Dataset rows

— BEGIN —

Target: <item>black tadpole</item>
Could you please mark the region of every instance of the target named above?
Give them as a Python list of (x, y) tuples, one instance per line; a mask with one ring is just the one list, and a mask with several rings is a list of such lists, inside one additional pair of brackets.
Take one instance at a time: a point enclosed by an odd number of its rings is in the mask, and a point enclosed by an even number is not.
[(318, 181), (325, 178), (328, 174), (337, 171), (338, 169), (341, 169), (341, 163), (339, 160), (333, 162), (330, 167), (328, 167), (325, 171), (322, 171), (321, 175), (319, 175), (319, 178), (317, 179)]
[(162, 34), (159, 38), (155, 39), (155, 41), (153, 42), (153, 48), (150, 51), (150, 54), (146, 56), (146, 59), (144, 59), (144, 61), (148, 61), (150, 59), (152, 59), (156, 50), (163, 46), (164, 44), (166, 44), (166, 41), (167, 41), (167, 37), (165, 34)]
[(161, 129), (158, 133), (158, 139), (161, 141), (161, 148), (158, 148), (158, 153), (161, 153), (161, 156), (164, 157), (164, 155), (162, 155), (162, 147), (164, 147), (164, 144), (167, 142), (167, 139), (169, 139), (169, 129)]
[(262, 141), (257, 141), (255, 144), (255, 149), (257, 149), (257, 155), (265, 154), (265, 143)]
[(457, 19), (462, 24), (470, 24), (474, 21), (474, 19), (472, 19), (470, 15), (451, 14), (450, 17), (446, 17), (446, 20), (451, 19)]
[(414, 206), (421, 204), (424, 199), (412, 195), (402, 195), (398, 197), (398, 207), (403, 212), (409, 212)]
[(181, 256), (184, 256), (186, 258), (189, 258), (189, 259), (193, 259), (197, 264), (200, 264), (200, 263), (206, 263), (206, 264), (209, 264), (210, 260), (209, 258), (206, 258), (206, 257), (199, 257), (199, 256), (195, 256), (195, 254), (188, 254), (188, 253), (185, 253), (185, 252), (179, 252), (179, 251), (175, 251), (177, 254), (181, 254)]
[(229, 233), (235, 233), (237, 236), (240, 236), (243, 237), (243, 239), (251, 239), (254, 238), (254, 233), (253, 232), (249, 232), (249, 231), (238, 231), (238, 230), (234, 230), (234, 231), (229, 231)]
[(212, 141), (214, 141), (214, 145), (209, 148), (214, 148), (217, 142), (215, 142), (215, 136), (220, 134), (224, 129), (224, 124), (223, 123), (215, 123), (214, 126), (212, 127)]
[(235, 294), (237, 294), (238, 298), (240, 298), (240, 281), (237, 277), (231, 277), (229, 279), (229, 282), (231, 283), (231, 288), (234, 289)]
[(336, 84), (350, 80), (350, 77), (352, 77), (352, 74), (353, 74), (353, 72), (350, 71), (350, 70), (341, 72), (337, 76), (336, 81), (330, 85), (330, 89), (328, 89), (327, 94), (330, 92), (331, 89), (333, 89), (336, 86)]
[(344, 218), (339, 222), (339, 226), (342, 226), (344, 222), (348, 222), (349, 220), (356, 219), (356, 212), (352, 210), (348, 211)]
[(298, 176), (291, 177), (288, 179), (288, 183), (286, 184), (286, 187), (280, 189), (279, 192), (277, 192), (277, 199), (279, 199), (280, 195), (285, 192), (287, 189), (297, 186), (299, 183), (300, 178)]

— END —

▶ _Task to complete_:
Please convert the records into a numbered list, starting at their first line and ending at the line that contains "Could you please", with both of those lines included. Leave out any blank lines.

▶ _Correct answer_:
1. Target: <item>black tadpole</item>
2. Could you please mark the region of every instance of the target named above?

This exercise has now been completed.